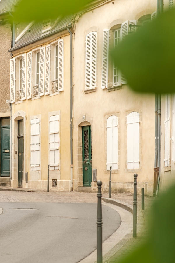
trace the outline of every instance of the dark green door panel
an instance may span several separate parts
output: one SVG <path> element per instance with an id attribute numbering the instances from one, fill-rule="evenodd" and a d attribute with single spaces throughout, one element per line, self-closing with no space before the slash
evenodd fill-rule
<path id="1" fill-rule="evenodd" d="M 82 127 L 83 185 L 91 187 L 92 182 L 91 126 Z"/>
<path id="2" fill-rule="evenodd" d="M 1 126 L 1 176 L 10 175 L 10 126 Z"/>

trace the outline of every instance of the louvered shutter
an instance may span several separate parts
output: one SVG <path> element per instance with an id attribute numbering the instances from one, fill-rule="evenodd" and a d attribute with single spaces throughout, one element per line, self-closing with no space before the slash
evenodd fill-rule
<path id="1" fill-rule="evenodd" d="M 29 52 L 27 55 L 27 98 L 32 97 L 32 53 Z"/>
<path id="2" fill-rule="evenodd" d="M 107 120 L 107 170 L 118 169 L 118 118 L 113 115 Z"/>
<path id="3" fill-rule="evenodd" d="M 64 90 L 64 42 L 58 40 L 58 90 Z"/>
<path id="4" fill-rule="evenodd" d="M 15 58 L 10 60 L 10 102 L 15 102 Z"/>
<path id="5" fill-rule="evenodd" d="M 25 53 L 22 55 L 22 100 L 25 100 L 26 98 L 26 56 Z"/>
<path id="6" fill-rule="evenodd" d="M 139 168 L 139 114 L 133 112 L 127 117 L 127 168 Z"/>
<path id="7" fill-rule="evenodd" d="M 45 95 L 50 93 L 50 45 L 47 46 L 46 51 L 46 68 L 45 69 Z"/>
<path id="8" fill-rule="evenodd" d="M 36 170 L 32 167 L 40 166 L 40 119 L 31 120 L 31 161 L 32 170 Z"/>
<path id="9" fill-rule="evenodd" d="M 104 29 L 103 33 L 103 58 L 102 88 L 108 86 L 108 52 L 109 30 Z"/>
<path id="10" fill-rule="evenodd" d="M 173 8 L 174 4 L 174 0 L 169 0 L 169 9 Z"/>
<path id="11" fill-rule="evenodd" d="M 173 110 L 172 110 L 172 161 L 175 162 L 175 94 L 173 96 Z"/>
<path id="12" fill-rule="evenodd" d="M 130 25 L 137 25 L 137 20 L 130 20 Z M 134 33 L 136 32 L 137 27 L 131 27 L 131 31 L 130 31 L 130 32 Z"/>
<path id="13" fill-rule="evenodd" d="M 45 66 L 45 47 L 41 48 L 39 53 L 39 95 L 44 94 L 44 72 Z"/>
<path id="14" fill-rule="evenodd" d="M 153 20 L 154 19 L 155 19 L 157 16 L 157 11 L 155 11 L 153 12 L 151 15 L 151 20 Z"/>
<path id="15" fill-rule="evenodd" d="M 96 60 L 97 32 L 91 32 L 86 36 L 86 89 L 96 87 Z"/>
<path id="16" fill-rule="evenodd" d="M 164 166 L 170 165 L 170 134 L 171 123 L 171 95 L 165 95 L 165 121 Z"/>
<path id="17" fill-rule="evenodd" d="M 58 170 L 59 163 L 59 115 L 49 118 L 50 165 L 50 170 Z"/>
<path id="18" fill-rule="evenodd" d="M 129 21 L 128 20 L 125 21 L 121 26 L 122 39 L 123 39 L 127 36 L 129 31 Z M 126 84 L 127 83 L 126 79 L 123 73 L 122 72 L 121 74 L 121 82 L 122 84 Z"/>

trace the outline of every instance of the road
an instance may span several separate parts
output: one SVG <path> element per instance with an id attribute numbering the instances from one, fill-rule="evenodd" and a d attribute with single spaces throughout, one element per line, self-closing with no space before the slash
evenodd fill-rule
<path id="1" fill-rule="evenodd" d="M 96 248 L 97 204 L 0 203 L 0 262 L 78 262 Z M 103 240 L 120 226 L 102 205 Z"/>

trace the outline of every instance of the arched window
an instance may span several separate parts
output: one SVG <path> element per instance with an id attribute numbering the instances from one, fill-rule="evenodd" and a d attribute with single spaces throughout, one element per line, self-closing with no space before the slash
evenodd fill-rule
<path id="1" fill-rule="evenodd" d="M 118 169 L 118 118 L 113 115 L 107 120 L 107 170 Z"/>
<path id="2" fill-rule="evenodd" d="M 139 168 L 139 114 L 133 111 L 127 116 L 127 168 Z"/>

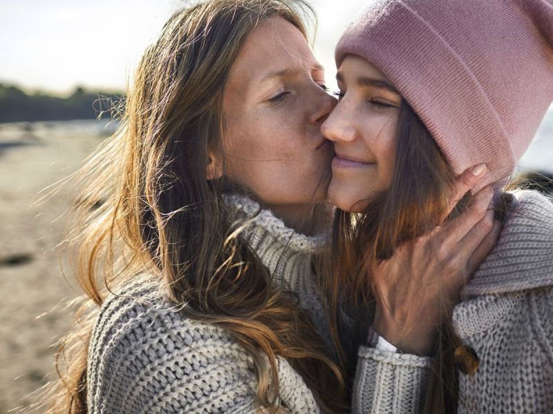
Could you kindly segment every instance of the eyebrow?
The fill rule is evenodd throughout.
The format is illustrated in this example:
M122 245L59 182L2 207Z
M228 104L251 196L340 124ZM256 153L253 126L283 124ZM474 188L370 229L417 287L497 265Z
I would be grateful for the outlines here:
M336 74L336 79L341 82L344 82L344 78L339 73ZM360 77L357 79L357 83L361 86L371 86L377 89L385 89L388 92L391 92L397 95L401 95L395 88L383 79L375 79L366 77Z
M321 72L324 72L324 67L319 63L310 65L310 68L312 70L320 70ZM274 78L286 77L292 76L294 75L297 75L297 73L299 71L300 69L299 68L288 68L286 69L283 69L282 70L276 70L276 72L272 72L267 76L263 77L263 78L261 79L261 81L264 82L268 79L271 79Z

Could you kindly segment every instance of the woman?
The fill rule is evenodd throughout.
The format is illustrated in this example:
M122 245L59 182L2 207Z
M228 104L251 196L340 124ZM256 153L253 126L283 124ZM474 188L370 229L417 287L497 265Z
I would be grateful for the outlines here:
M70 241L89 299L52 411L347 409L312 260L335 100L302 7L200 3L147 50L124 128L81 175ZM477 180L461 175L456 192ZM484 240L480 255L493 241L481 218L448 228Z
M356 295L373 306L350 326L368 331L355 386L372 383L367 359L403 367L391 371L397 386L386 393L354 388L354 411L552 412L553 205L505 186L553 100L553 3L380 2L348 29L336 60L340 101L322 126L337 155L330 284L350 288L344 308L361 308L347 303ZM455 175L478 162L488 170L475 190L493 186L503 230L460 303L447 292L428 296L439 279L388 279L392 255L424 259L410 249L444 222ZM420 304L413 315L397 312L413 289L449 320L421 319ZM404 326L420 332L415 342Z

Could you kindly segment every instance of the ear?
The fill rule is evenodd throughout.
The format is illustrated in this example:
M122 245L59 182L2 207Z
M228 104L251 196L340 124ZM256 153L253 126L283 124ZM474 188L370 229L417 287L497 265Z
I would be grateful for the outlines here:
M207 163L205 164L205 179L217 179L223 177L222 157L212 150L207 151Z

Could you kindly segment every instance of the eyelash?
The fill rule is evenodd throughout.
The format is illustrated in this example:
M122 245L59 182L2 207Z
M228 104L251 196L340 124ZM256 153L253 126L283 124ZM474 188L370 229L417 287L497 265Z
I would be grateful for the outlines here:
M319 86L322 88L323 90L324 90L325 92L328 92L329 90L328 88L326 87L326 85L319 85ZM272 104L278 103L279 102L284 100L284 98L286 97L286 95L289 95L290 93L290 91L288 90L282 92L279 95L277 95L276 97L273 97L272 98L268 99L268 101Z
M290 94L290 92L288 91L281 92L276 97L273 97L272 98L269 99L269 102L270 102L271 103L278 103L279 102L284 99L284 97L288 94Z
M346 95L341 91L335 91L332 92L332 95L338 97L338 99L340 99L344 97ZM396 108L395 105L390 105L389 103L384 103L384 102L381 102L379 101L375 101L374 99L370 99L368 101L369 103L371 105L376 105L377 106L379 106L381 108Z

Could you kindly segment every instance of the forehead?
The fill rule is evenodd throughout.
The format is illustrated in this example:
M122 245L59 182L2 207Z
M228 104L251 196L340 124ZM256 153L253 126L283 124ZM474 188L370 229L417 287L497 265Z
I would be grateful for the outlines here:
M276 17L252 30L231 69L229 82L259 83L272 74L319 66L301 32Z
M339 80L347 81L348 78L366 77L373 79L386 81L386 77L376 66L364 57L357 55L346 55L338 68Z

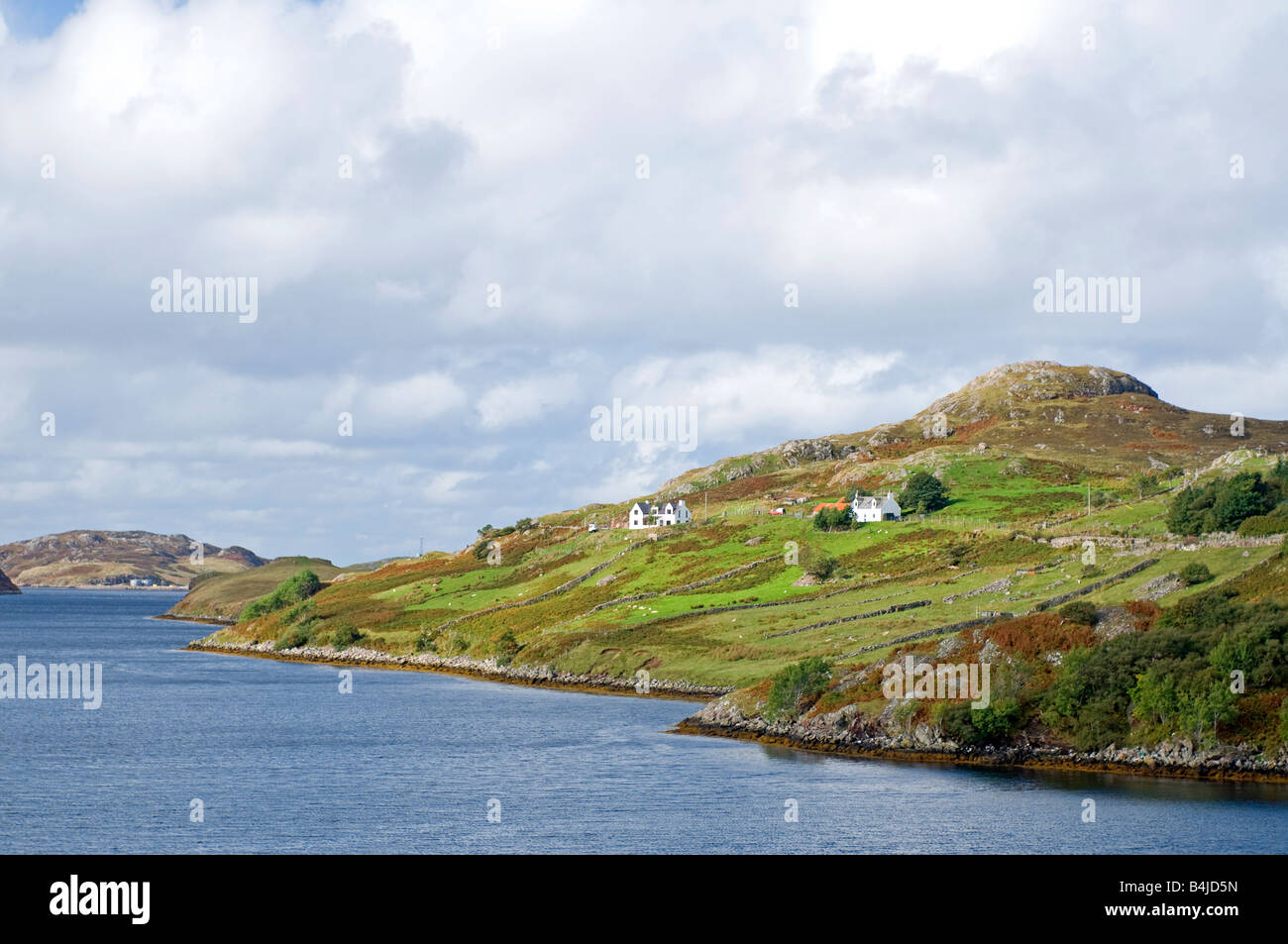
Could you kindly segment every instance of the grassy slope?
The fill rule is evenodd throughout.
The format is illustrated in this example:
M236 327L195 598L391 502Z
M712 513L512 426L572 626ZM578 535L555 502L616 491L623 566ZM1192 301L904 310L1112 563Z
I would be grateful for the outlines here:
M1242 467L1265 465L1265 460L1249 458ZM1024 612L1055 594L1077 589L1083 578L1081 549L1052 549L1027 537L1012 537L1012 528L1027 536L1042 534L1036 525L1051 515L1075 515L1082 510L1083 491L1052 482L1051 470L1041 462L1032 462L1027 475L999 477L996 460L987 453L953 457L945 480L960 500L934 520L869 524L832 534L814 531L808 519L734 514L733 509L739 507L737 500L715 506L724 516L671 529L663 540L629 551L640 541L639 532L613 529L589 534L542 525L504 538L502 563L497 567L466 551L399 562L335 583L314 598L316 610L323 618L319 628L325 631L339 621L352 623L366 634L363 645L390 653L412 652L417 637L428 632L435 636L437 652L477 658L495 654L502 634L509 631L523 647L516 657L519 663L618 676L647 668L654 677L741 686L755 684L804 656L836 659L866 647L893 644L912 632L972 618L979 610ZM1122 504L1047 533L1158 532L1163 498L1128 502L1126 483L1106 479L1097 487L1117 495ZM1023 502L1011 501L1003 505L1009 519L1005 527L984 524L994 502L1005 502L1007 496L1028 498L1029 514L1014 514ZM787 542L800 546L802 562L811 552L836 556L844 577L819 587L793 586L804 571L800 564L784 563ZM487 612L546 594L622 551L626 552L601 573L565 592L531 605ZM1226 580L1274 552L1273 547L1249 549L1247 554L1242 549L1154 550L1150 556L1158 556L1159 563L1090 599L1105 605L1122 603L1149 580L1175 572L1193 559L1207 563L1218 581ZM623 596L665 594L766 558L768 563L701 589L591 612ZM1087 580L1118 573L1141 559L1103 549L1100 573ZM1046 569L1028 573L1043 565ZM237 601L245 603L270 590L273 578L285 578L298 569L281 563L270 567L276 569L261 568L264 580L254 589L247 574L223 580L242 587ZM318 573L323 580L331 576ZM601 585L609 576L613 580ZM1011 586L945 601L1001 578L1011 580ZM210 589L216 586L211 581ZM187 612L202 605L198 596L202 590L198 586L185 601ZM838 590L846 592L835 592ZM1191 591L1180 591L1164 603L1186 592ZM770 636L913 600L931 604ZM708 612L768 601L783 605ZM232 612L233 601L224 603L222 612ZM453 622L460 617L468 618ZM285 628L281 618L282 614L274 614L224 630L220 637L276 639ZM885 650L864 653L862 658L867 661Z
M176 603L167 616L236 618L247 603L270 592L278 583L305 568L323 581L334 581L343 573L361 571L361 565L340 568L322 558L276 558L263 567L198 580L192 591Z

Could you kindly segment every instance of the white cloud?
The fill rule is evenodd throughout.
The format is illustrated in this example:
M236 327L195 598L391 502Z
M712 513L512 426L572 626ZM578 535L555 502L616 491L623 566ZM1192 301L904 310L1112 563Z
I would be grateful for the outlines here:
M550 407L572 402L577 377L572 373L523 377L497 384L479 397L479 425L483 429L505 429L536 420Z

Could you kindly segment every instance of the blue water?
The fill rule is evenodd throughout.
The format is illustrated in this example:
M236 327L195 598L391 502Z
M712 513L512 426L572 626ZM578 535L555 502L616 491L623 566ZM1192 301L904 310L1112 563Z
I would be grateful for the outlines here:
M666 733L689 702L421 672L340 694L179 652L210 627L148 619L175 599L0 596L0 662L104 672L98 711L0 701L0 853L1288 851L1288 787L827 757Z

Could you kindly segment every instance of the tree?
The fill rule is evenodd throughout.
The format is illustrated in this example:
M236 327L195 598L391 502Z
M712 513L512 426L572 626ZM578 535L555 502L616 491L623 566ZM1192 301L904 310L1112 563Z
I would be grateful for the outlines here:
M1079 626L1095 626L1096 621L1100 619L1096 605L1086 600L1066 603L1060 607L1059 612L1061 619L1068 619L1070 623L1078 623Z
M1206 583L1212 580L1212 572L1208 571L1207 564L1202 564L1198 560L1193 560L1181 568L1181 572L1176 574L1181 578L1181 583L1188 587L1195 583Z
M800 712L802 699L813 702L827 690L831 677L832 666L820 656L810 656L787 666L774 676L769 686L766 712L770 717L795 716Z
M514 662L514 657L519 654L523 647L519 645L519 640L514 637L510 630L501 634L501 639L496 643L496 663L498 666L507 666Z
M1149 475L1148 473L1136 473L1127 480L1127 484L1130 484L1132 491L1136 492L1136 500L1140 501L1154 489L1157 483L1154 482L1153 475Z
M948 505L948 489L930 473L914 473L899 492L899 507L920 515L938 511Z
M819 509L814 515L814 528L818 531L849 531L855 524L850 509Z

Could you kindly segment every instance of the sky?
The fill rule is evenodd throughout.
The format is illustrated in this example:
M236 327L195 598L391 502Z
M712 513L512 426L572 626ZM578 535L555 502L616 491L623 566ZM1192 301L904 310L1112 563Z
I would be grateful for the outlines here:
M1024 359L1285 419L1288 12L1225 6L0 0L0 543L455 550Z

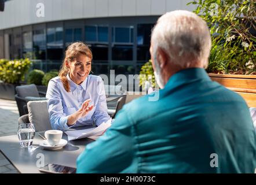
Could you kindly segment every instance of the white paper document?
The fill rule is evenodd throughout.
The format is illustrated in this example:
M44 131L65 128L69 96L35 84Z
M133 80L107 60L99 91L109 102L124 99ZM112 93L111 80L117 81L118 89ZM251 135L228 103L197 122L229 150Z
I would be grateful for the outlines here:
M102 135L103 132L110 126L111 126L111 119L106 123L103 122L97 127L76 131L64 131L64 132L68 135L68 140L85 138L90 138L90 137L92 137L92 138L97 138L97 137L96 136Z

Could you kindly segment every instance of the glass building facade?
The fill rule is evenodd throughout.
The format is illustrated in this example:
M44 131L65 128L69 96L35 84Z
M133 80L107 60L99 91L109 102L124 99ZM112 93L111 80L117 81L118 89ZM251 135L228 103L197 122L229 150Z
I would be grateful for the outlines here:
M32 69L58 70L74 42L89 45L95 75L138 74L150 58L151 29L158 16L97 18L45 23L0 31L0 58L29 58Z

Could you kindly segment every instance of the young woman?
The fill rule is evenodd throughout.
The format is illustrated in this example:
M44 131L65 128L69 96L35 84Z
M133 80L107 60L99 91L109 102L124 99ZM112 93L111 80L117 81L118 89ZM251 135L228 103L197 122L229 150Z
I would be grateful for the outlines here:
M46 98L52 127L99 125L109 120L103 81L89 75L93 58L90 49L75 42L67 49L58 76L48 84Z

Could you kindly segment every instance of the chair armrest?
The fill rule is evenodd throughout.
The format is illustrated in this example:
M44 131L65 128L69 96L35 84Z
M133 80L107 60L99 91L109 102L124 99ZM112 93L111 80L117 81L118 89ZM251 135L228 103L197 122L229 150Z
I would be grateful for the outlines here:
M107 98L107 102L114 102L116 100L118 100L120 98L125 96L125 95L121 95L120 96L118 96L117 97L108 97L109 100L108 101L108 98Z
M23 105L23 110L25 114L28 114L28 106L26 105Z
M28 102L30 101L41 101L41 100L46 100L45 97L25 97L25 99L26 102Z
M23 102L24 103L27 103L27 101L24 98L21 98L21 97L19 97L17 94L15 94L15 99L16 101L19 101Z

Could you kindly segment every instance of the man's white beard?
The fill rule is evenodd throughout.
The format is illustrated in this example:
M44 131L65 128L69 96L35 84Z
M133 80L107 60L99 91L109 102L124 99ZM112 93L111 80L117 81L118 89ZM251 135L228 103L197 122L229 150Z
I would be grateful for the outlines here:
M158 73L156 71L154 71L155 79L156 83L159 86L160 88L163 88L164 87L164 83L163 83L163 79L161 77L160 73Z

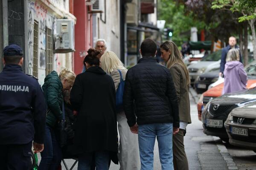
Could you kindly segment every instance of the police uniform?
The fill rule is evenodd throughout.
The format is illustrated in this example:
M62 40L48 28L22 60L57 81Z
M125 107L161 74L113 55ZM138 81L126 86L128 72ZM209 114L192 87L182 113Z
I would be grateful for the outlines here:
M18 45L4 49L5 57L14 55L22 55ZM20 65L6 65L0 73L0 169L31 168L32 141L44 143L46 112L37 80L25 74Z

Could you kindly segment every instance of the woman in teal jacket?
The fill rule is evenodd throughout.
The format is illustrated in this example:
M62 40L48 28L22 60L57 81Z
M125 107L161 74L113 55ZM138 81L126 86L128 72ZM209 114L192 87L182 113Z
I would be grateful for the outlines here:
M54 128L62 119L62 93L69 91L73 85L76 75L72 71L64 69L58 76L52 71L44 79L42 89L48 106L42 159L38 169L56 170L61 161L61 151L58 144Z

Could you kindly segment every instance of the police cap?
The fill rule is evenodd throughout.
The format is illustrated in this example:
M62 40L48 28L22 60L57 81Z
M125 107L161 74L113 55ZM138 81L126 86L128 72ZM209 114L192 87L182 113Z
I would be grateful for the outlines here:
M7 45L3 49L3 56L13 56L23 55L22 49L16 44L11 44Z

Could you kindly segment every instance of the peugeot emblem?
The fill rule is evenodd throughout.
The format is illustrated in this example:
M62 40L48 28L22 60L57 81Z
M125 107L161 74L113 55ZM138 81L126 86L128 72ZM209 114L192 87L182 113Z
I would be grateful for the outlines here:
M243 122L244 120L244 118L240 118L237 119L237 124L239 125L241 125L243 123Z
M215 105L214 106L213 106L213 110L218 110L218 105Z

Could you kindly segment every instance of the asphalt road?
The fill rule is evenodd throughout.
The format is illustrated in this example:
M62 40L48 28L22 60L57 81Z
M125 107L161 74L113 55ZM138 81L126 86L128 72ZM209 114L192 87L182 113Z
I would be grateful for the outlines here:
M192 97L190 108L192 123L188 125L184 137L189 170L256 170L256 153L224 143L218 137L205 135L203 133L202 122L198 118L196 104ZM40 156L39 159L40 161ZM65 161L70 167L74 160L65 159ZM62 165L62 170L65 170L63 163ZM110 170L119 170L119 165L112 163ZM77 168L77 164L73 169ZM161 170L156 141L154 169Z

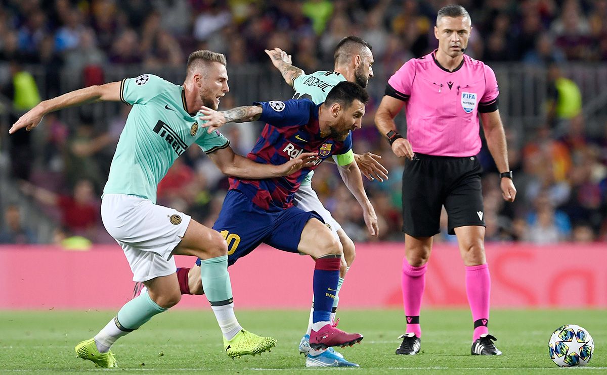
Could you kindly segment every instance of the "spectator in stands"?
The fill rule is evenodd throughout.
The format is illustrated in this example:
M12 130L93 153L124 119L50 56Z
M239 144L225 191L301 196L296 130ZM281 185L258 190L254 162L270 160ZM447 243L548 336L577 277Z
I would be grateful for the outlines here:
M21 63L13 60L10 63L11 79L2 87L2 94L12 101L9 122L19 118L40 102L40 95L33 76L23 69ZM32 136L22 132L17 137L11 137L9 155L12 161L12 174L15 178L27 179L32 171Z
M101 199L95 194L90 181L78 181L72 195L57 194L29 182L21 184L21 191L39 203L58 208L61 225L70 233L95 240L100 222Z
M105 185L111 158L104 160L103 158L109 156L101 151L113 139L106 131L95 133L92 116L81 113L76 131L67 141L64 161L66 182L70 186L75 186L82 179L92 182L97 191L101 191Z
M24 227L19 206L8 205L4 210L4 222L0 230L0 244L35 244L34 232Z
M580 121L582 93L577 84L566 78L555 63L548 67L548 103L546 125L557 137L565 133L571 121Z

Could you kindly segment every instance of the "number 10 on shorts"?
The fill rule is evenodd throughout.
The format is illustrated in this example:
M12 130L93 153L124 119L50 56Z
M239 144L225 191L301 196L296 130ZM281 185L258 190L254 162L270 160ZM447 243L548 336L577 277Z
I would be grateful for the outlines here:
M226 230L222 230L219 232L219 234L228 242L228 247L229 248L228 255L234 254L234 252L238 248L238 244L240 243L240 236L235 233L228 233Z

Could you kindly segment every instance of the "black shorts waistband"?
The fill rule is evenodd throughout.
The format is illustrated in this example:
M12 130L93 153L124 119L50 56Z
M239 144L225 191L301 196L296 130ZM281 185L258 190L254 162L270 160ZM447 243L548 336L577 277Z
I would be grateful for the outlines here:
M458 160L460 159L470 159L470 158L476 158L476 155L470 155L470 156L443 156L442 155L427 155L426 154L420 154L419 153L415 153L415 157L413 159L436 159L436 160Z

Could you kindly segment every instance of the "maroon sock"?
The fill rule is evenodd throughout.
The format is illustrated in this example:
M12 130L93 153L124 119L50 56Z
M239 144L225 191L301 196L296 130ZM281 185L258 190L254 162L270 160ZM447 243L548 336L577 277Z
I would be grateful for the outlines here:
M189 283L188 282L188 274L189 273L189 268L180 267L177 268L177 281L179 282L179 290L182 294L191 294L189 291Z

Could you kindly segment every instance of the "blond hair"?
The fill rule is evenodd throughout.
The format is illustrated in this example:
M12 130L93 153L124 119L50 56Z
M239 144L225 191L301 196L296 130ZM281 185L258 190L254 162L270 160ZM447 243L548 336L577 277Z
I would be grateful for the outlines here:
M188 64L186 66L186 71L188 76L192 74L197 68L201 67L203 65L206 65L211 62L219 62L225 66L227 66L228 62L226 61L226 56L223 53L218 53L212 51L201 50L195 51L190 54L188 57Z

════════

= AIM =
Put the part of the data that opens with the line containing "Could you kindly segment every instance of the man's" and closes with the line containing "M18 45L4 49L5" into a Markdown table with the columns Row and Line, numbering each line. Leave out blank lines and pictures.

= ANSWER IN FULL =
| Row | Line |
|---|---|
| 1 | Could you kindly segment every instance of the man's white beard? |
| 2 | The fill rule is evenodd throughout. |
| 3 | The format is illustrated in this example: |
| 4 | M44 131L65 128L69 96L35 84Z |
| 5 | M133 80L107 60L99 91L109 102L124 99ZM112 93L111 80L117 81L118 89ZM251 135L228 103L197 122L229 150Z |
| 6 | I would be grateful for the outlines here: |
| 7 | M158 73L156 71L154 71L155 79L156 83L159 86L160 88L163 88L164 87L164 83L163 83L163 79L161 77L160 73Z |
| 8 | Could you kindly segment every instance of the police uniform? |
| 9 | The fill rule is evenodd throughout. |
| 10 | The format is illustrated in this example: |
| 11 | M62 40L48 28L22 60L57 81Z |
| 12 | M125 107L161 74L113 55ZM138 81L126 86L128 72ZM209 114L192 87L182 113Z |
| 13 | I would be grateful for the outlines here: |
| 14 | M18 45L4 49L5 57L14 55L22 55ZM20 65L6 65L0 73L0 169L31 168L32 141L44 143L46 112L37 80L25 74Z |